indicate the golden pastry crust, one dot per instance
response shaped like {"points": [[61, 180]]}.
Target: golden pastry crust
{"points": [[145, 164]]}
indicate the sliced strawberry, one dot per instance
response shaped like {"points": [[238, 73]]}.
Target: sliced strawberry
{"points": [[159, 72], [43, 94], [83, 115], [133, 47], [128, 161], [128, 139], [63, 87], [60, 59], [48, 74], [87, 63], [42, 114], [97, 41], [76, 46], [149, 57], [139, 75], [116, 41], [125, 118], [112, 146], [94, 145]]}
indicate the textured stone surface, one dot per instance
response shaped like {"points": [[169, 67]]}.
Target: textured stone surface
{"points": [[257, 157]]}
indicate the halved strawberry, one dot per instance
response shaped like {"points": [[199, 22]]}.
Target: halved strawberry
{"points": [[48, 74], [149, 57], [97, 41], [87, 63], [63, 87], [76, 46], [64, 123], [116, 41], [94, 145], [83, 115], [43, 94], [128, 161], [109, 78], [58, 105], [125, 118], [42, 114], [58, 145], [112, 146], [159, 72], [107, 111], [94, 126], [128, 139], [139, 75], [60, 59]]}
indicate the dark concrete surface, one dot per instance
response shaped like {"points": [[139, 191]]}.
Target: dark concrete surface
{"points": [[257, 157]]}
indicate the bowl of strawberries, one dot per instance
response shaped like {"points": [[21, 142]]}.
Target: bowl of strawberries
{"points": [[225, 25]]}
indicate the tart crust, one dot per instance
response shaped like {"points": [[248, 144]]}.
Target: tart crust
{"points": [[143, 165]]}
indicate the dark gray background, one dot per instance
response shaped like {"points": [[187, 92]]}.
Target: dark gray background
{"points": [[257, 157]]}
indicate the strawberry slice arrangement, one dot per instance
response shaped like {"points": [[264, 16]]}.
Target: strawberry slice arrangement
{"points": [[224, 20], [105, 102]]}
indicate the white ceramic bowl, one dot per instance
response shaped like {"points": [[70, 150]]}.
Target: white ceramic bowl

────────

■ PROBLEM REQUIREMENTS ■
Word for word, return the entire listing above.

■ TASK RESPONSE ■
indicate the golden pastry crust, one dot per instance
response shaped like {"points": [[61, 180]]}.
Target: golden pastry crust
{"points": [[145, 164]]}
indicate the sliced strawberry, one dot per instance
response shaped like {"points": [[238, 73]]}.
Target: sliced strawberry
{"points": [[159, 72], [43, 94], [83, 115], [133, 47], [128, 161], [128, 139], [63, 87], [60, 59], [48, 74], [87, 63], [42, 114], [97, 41], [76, 46], [149, 57], [139, 75], [116, 41], [125, 118], [112, 146], [94, 145]]}
indicate the textured stone surface, one dot per instance
response shaped like {"points": [[169, 67]]}.
Target: textured stone surface
{"points": [[257, 157]]}
indicate the halved strawberry, one dot per instance
response shaped like {"points": [[199, 22]]}.
Target: halved strawberry
{"points": [[48, 74], [149, 57], [97, 41], [87, 63], [63, 87], [76, 46], [64, 123], [116, 41], [94, 145], [83, 115], [43, 94], [128, 161], [109, 78], [58, 105], [125, 118], [42, 114], [58, 145], [112, 146], [159, 72], [107, 111], [94, 126], [128, 139], [139, 75], [60, 59]]}
indicate the dark concrete surface, one dot per instance
response shaped like {"points": [[139, 191]]}.
Target: dark concrete surface
{"points": [[257, 157]]}
indicate the bowl of strawberries, one dot per instance
response shaped like {"points": [[21, 142]]}.
Target: bowl of strawberries
{"points": [[225, 25]]}
indicate the tart crust, one dot per instance
response shaped like {"points": [[248, 144]]}.
Target: tart crust
{"points": [[143, 165]]}
indicate the dark gray background, one dot per instance
response shaped like {"points": [[187, 92]]}.
Target: dark gray background
{"points": [[257, 157]]}
indicate the strawberry slice arrangement, one dot per instance
response shaped like {"points": [[264, 16]]}.
Target: strawberry slice arrangement
{"points": [[224, 20], [105, 102]]}
indicate the white ceramic bowl, one dot per instance
response shaped like {"points": [[70, 150]]}.
Target: white ceramic bowl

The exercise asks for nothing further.